§ DOCUMENT EXCERPT:

Clearly, from a Lean principle, and you can see the perspective, we believe in all things transparency, Gemba walks, accountability, systems of accountability, systems of transparency, visual management, and you can see those intersections that exist with Agile that we have around those principles and practices, and you can see some of the detailed Agile principles and practices in the yellow section of the slide, but it was really for illustrated purposes. We were doing this as we started to tear down that separation of siloed plan, build and run mindsets, and get away from those vertical practices to horizontal improvement of full-stack, build it, run it type of teams, so we believe that DevOps was a set of practices and mechanisms that facilitated continuous delivery in support of our already existing Lean management systems and our recognition that we needed to go faster. Then, if you look at kind of what was happening, I can do this build out here of the slides, and you can see around that circa 2000, we were still a dominant waterfall type of company, and we were doing physical hardware provisioning. We evolved to those iterative solution practices, Agile moving into some early water-scrum-fall practices, which often were not healthy, but that’s how we evolved into it. Here we are in circa 2020 around continuous delivery with DevOps, and you can see I drew a pink circle off on the right.
Not red, pink because it’s not like red in trouble, but it’s, “Hey, we need to focus on the infrastructure components, and how do we infuse and transform our infrastructure environment as well?,” so starting with infrastructure automation and getting into this concept of product-centric infrastructure and product-centric implementation, which is really what the rest of the talk is all about. When I came to the Infrastructure team 18 months ago, I felt like something was missing. I actually had somewhat of a guilty feeling like, “Oh, I was so indexed on the software side of the house that I may have not been paying the right attention to that ops word.” That’s the key component of DevOps, and like, “What are the infrastructure teams doing to not only infuse themselves with the software teams but also to become DevOps themselves or become Lean and Agile themselves within the products that they are responsible for?” We had just come off a presentation by Dr. Mik Kersten on the book, Project To Product, and we said, “Well, product seems to be the place to go, that we need to organize around the principles and mindsets, and this could be our catalyst.”
In that mindset, we need to use all the things at our disposal from our learnings over the last 10 years and really bring them all forward for our Infrastructure teams. We said, “Well, why do we want to take this journey from an industry perspective?” so we’re seeing strong emergence in product-centricity and product focus in the industry. We’re getting positive feedback. We are seeing better quality from teams who truly own their Build and Run together with full accountability for their product, product teams who demonstrated lead time improvement or speed improvement when they own the entire life cycle, and it actually fostered better employee engagement overall. As we headed into this, we said, “Well, what are our challenges?” Well, one of the biggest challenges we face and one of the things I could use help from this community is, “What is the definition of product?”

§ Point-based annotation data:
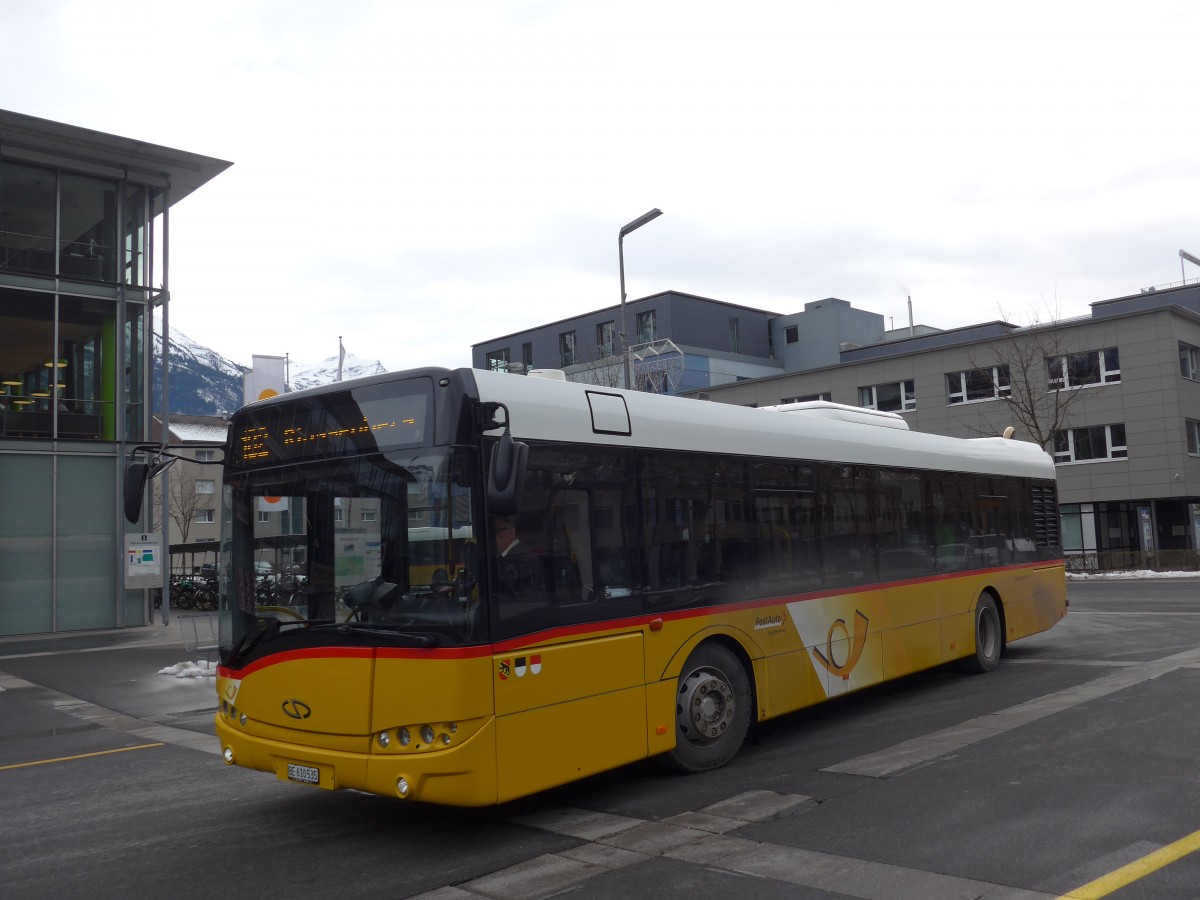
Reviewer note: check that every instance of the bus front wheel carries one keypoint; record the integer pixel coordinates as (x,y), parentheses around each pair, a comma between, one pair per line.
(989,636)
(712,709)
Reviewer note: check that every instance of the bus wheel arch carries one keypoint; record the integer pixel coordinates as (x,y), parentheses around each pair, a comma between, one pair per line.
(714,707)
(988,634)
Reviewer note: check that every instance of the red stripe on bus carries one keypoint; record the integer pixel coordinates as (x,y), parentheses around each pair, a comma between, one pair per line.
(597,628)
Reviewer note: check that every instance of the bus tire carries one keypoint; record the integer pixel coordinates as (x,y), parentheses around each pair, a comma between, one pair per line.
(989,636)
(712,709)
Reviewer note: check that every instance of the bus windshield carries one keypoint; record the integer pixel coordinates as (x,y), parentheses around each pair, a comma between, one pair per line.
(376,545)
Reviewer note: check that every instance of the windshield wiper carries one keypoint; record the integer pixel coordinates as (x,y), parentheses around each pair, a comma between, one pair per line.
(381,630)
(250,640)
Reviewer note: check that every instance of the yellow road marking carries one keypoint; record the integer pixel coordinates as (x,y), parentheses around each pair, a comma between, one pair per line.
(1138,869)
(81,756)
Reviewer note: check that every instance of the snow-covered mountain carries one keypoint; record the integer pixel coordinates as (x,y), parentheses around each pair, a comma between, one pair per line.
(205,383)
(309,375)
(202,382)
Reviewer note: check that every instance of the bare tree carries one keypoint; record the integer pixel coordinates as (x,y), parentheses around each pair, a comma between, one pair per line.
(185,502)
(1026,369)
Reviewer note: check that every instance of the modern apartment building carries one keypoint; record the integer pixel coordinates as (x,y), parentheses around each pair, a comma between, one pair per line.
(1115,396)
(677,342)
(84,233)
(193,490)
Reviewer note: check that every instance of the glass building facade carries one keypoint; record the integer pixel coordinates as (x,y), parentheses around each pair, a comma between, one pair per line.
(82,239)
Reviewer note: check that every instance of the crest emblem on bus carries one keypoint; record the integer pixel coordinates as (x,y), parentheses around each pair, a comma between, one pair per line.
(856,646)
(297,709)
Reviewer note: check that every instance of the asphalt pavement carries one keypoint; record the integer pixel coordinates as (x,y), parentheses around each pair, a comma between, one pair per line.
(113,677)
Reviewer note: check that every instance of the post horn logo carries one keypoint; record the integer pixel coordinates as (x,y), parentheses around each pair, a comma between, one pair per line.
(297,709)
(856,646)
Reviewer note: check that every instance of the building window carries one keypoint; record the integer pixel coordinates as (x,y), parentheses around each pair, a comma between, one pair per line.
(605,331)
(567,349)
(897,397)
(1099,442)
(1080,370)
(1189,361)
(498,360)
(809,399)
(647,328)
(978,384)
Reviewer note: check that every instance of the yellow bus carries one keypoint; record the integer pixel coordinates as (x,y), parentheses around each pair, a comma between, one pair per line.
(637,575)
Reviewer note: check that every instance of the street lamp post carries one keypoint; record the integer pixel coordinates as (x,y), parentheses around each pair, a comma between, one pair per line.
(621,257)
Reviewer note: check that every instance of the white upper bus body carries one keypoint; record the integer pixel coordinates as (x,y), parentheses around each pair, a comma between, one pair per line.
(543,409)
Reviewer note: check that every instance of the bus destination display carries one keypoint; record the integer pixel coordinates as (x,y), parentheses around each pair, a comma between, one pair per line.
(329,426)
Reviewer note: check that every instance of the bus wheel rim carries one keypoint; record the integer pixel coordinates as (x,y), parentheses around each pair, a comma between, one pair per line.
(706,707)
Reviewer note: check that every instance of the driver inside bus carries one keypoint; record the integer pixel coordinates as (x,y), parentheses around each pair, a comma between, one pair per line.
(519,569)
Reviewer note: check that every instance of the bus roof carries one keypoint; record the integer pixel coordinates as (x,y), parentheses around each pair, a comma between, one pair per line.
(543,409)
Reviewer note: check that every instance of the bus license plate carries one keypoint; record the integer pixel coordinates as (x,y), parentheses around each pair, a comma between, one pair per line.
(307,774)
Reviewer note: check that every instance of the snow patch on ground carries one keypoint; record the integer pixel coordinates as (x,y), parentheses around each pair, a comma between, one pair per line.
(1139,574)
(201,669)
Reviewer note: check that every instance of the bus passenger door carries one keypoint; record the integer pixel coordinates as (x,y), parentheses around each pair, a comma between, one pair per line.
(570,696)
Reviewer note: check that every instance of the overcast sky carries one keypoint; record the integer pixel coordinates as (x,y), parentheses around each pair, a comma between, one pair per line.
(420,177)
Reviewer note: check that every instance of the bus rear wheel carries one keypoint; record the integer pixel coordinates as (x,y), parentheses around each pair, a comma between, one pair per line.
(989,636)
(712,709)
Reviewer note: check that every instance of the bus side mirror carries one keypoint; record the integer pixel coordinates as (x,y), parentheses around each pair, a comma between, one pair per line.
(505,474)
(136,475)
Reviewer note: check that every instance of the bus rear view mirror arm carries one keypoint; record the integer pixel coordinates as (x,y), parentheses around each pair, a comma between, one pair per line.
(505,475)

§ OBJECTIVE:
According to the talk excerpt, how long ago did the speaker come to the Infrastructure team? These rows were taken from a separate source.

§ COMPLETED TASK:
18 months ago.